Point-per-instance localization data:
::::::::::

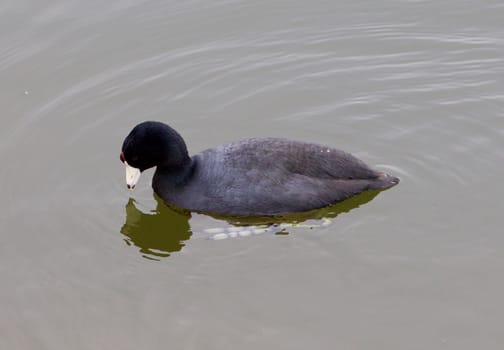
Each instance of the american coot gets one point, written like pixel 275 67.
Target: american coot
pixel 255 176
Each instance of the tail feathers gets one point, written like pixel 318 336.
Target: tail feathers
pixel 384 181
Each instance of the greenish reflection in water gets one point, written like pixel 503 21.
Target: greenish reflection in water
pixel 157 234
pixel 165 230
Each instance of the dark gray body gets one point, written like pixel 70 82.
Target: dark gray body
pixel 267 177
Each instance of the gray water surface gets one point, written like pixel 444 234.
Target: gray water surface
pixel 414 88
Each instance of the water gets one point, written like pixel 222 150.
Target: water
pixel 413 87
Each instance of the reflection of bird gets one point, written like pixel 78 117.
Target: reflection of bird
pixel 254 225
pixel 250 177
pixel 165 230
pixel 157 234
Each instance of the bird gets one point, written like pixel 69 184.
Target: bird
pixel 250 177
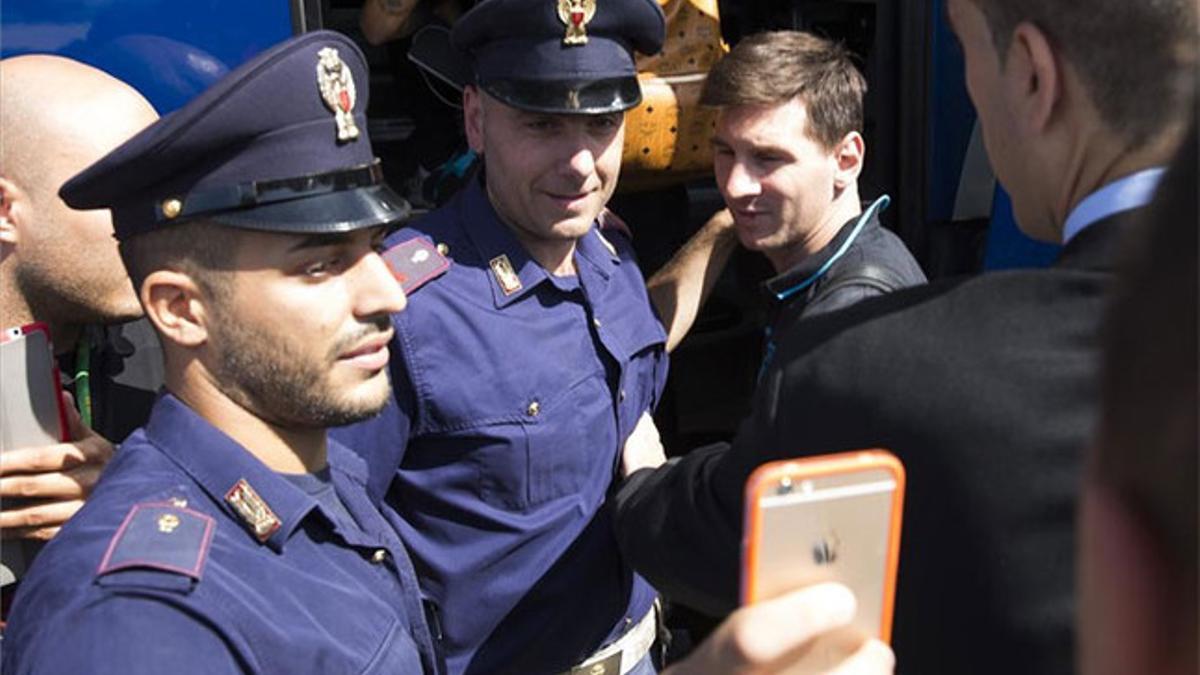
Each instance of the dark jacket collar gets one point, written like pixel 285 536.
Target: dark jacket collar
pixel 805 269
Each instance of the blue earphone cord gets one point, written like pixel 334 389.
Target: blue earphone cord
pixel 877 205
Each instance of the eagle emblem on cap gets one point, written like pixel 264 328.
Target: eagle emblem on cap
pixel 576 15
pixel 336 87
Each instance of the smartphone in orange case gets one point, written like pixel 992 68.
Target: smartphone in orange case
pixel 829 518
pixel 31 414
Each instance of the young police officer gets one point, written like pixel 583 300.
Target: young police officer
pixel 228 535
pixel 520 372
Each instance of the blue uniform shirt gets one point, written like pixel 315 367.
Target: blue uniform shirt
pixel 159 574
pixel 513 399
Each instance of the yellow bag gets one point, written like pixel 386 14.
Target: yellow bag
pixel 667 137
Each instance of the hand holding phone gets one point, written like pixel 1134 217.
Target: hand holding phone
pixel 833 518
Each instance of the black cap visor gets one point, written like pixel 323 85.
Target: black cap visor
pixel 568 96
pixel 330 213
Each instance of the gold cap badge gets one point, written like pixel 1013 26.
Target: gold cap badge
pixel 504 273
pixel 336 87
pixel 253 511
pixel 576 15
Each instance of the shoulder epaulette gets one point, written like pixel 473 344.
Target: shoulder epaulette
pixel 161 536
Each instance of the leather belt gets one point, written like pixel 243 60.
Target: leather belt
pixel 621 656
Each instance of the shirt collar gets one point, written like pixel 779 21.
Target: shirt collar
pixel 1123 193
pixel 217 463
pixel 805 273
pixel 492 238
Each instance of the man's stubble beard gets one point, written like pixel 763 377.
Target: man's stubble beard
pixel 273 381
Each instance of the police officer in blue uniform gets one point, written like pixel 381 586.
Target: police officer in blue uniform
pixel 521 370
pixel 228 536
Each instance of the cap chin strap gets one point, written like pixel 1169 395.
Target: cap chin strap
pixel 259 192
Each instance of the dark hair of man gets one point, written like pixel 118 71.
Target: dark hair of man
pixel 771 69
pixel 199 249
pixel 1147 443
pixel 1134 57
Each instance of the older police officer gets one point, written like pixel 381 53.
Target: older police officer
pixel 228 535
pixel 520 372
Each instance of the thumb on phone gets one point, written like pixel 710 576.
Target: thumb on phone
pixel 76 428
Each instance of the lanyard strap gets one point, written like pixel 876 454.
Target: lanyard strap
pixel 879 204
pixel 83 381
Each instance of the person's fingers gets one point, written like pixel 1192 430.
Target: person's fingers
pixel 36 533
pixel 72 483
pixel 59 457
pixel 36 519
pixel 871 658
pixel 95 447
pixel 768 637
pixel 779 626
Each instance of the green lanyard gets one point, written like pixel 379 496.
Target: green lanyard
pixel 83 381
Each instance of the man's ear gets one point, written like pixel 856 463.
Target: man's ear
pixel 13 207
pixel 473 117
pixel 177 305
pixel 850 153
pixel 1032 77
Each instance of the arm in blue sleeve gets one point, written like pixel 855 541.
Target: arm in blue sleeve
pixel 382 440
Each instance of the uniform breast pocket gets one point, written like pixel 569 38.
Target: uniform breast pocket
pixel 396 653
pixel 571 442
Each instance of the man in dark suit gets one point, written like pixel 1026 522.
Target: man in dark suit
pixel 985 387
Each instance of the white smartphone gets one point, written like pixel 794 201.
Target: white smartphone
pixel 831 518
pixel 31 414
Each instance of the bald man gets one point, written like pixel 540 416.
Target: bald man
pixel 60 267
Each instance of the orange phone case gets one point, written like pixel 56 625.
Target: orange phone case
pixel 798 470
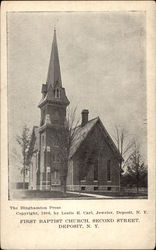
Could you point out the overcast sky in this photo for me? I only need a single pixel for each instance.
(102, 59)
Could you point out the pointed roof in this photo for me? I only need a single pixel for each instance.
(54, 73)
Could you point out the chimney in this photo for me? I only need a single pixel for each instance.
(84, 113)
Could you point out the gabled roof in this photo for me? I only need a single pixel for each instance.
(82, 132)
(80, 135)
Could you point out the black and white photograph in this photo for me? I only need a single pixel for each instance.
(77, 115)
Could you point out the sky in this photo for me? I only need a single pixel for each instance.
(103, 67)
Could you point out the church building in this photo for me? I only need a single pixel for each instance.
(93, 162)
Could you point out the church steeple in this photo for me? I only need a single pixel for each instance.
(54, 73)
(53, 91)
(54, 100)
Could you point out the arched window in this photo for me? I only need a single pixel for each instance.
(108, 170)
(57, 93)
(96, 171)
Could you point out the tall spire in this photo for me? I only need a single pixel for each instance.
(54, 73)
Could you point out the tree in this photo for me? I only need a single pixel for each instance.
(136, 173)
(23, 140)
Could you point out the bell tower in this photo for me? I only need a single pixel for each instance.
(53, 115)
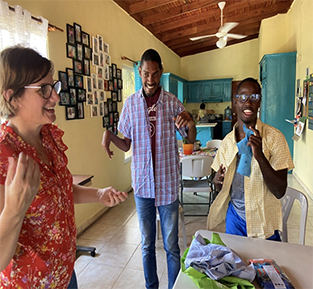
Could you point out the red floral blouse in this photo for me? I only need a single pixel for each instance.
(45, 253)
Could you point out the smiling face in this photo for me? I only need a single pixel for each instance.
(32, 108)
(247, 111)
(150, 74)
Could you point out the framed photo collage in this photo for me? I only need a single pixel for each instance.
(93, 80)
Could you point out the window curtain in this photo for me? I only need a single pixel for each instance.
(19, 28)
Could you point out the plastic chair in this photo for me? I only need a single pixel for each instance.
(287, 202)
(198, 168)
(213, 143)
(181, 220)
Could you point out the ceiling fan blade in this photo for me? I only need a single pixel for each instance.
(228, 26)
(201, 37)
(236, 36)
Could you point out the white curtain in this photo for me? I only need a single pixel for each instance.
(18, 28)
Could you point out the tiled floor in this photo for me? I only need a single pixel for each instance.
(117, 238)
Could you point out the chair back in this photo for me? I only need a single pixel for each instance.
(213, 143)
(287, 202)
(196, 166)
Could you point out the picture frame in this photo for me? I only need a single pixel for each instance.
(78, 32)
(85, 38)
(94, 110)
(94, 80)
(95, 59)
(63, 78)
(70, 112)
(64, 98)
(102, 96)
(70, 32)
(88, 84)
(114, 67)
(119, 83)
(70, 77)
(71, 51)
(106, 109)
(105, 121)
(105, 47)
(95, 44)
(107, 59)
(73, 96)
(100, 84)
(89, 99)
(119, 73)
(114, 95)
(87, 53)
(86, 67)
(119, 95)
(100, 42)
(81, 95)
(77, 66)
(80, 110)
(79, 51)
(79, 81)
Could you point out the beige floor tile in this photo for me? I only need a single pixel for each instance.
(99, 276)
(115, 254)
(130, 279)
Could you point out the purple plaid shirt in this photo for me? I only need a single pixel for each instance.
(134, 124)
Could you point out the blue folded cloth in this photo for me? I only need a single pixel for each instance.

::::::::::

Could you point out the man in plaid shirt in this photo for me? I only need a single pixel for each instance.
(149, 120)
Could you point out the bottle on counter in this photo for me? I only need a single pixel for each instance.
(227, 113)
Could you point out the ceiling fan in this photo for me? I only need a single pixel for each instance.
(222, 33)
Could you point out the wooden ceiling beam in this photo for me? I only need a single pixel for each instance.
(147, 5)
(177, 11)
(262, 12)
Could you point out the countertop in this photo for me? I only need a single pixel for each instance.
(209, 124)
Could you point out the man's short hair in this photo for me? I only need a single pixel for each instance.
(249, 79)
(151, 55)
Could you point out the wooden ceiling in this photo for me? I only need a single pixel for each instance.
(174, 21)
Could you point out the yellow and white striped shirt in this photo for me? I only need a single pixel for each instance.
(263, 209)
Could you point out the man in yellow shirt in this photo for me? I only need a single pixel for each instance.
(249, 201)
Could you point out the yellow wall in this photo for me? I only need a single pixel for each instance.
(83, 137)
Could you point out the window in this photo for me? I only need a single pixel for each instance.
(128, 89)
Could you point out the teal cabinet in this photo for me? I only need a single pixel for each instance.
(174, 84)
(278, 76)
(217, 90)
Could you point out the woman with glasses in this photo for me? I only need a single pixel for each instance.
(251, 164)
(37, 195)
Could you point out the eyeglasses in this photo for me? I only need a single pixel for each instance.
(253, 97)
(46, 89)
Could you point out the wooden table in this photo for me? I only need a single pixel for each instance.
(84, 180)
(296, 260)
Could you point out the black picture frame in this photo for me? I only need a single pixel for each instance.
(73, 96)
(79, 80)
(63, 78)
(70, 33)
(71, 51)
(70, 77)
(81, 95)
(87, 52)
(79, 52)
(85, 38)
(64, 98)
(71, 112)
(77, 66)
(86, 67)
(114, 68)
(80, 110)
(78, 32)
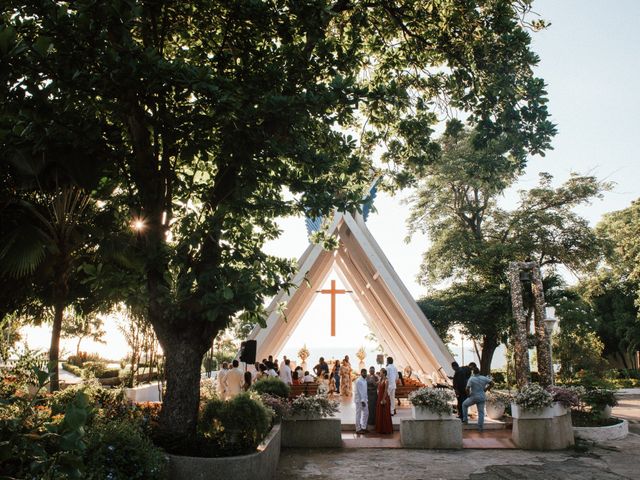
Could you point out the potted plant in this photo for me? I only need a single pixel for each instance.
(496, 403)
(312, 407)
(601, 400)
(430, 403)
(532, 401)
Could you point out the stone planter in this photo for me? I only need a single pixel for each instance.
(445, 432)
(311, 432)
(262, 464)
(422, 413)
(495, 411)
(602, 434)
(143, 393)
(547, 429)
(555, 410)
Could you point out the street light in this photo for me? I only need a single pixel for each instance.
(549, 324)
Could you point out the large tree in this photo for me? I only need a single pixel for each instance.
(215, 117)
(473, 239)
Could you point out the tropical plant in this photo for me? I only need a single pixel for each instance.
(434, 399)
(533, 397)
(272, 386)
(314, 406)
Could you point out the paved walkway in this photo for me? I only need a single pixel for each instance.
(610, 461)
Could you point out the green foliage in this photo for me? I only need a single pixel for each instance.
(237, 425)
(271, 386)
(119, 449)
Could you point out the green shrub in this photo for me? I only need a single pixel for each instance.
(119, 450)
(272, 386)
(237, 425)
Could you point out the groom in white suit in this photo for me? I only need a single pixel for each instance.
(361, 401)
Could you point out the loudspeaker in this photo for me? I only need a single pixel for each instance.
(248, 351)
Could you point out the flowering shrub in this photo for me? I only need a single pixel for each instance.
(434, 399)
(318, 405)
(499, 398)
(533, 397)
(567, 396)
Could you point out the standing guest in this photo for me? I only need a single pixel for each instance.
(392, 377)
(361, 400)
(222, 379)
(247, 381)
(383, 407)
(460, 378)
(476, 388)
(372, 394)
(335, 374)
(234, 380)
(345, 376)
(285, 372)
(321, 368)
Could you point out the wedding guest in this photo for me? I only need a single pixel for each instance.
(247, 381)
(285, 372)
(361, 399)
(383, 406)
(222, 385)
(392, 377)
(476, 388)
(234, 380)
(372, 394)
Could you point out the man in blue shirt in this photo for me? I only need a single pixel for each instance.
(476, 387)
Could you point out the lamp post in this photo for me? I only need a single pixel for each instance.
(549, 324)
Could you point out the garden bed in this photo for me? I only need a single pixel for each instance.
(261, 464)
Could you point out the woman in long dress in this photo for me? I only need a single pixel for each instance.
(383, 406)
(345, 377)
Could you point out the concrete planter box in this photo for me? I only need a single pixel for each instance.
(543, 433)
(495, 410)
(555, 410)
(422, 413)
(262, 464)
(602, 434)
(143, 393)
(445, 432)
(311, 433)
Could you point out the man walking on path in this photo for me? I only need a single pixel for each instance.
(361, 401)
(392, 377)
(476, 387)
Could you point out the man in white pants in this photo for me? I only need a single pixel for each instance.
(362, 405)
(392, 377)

::::::::::

▸ YOUR GOAL:
From the entries above, print the lines beginning at the one with "Target: hand holding phone" and stopping after the one with "Each instance of the shirt", exactly as written and with nothing else.

▸ RESPONSE:
Target: hand holding phone
pixel 833 518
Each instance of the black cap visor gets one point, written like pixel 323 85.
Target: black cap visor
pixel 568 96
pixel 330 213
Each instance of the gold cap badge gets one point, written like pixel 1013 26.
Target: gold cap badge
pixel 504 273
pixel 336 87
pixel 253 511
pixel 576 15
Each instance of the shoulder epaulette gets one point, written like pixel 473 344.
Target: shoulder epaulette
pixel 161 536
Each instance of the leather belt gets one point, written like pixel 243 60.
Target: leather belt
pixel 621 656
Each instance of the shirt collar gets one point, written like pixel 779 21.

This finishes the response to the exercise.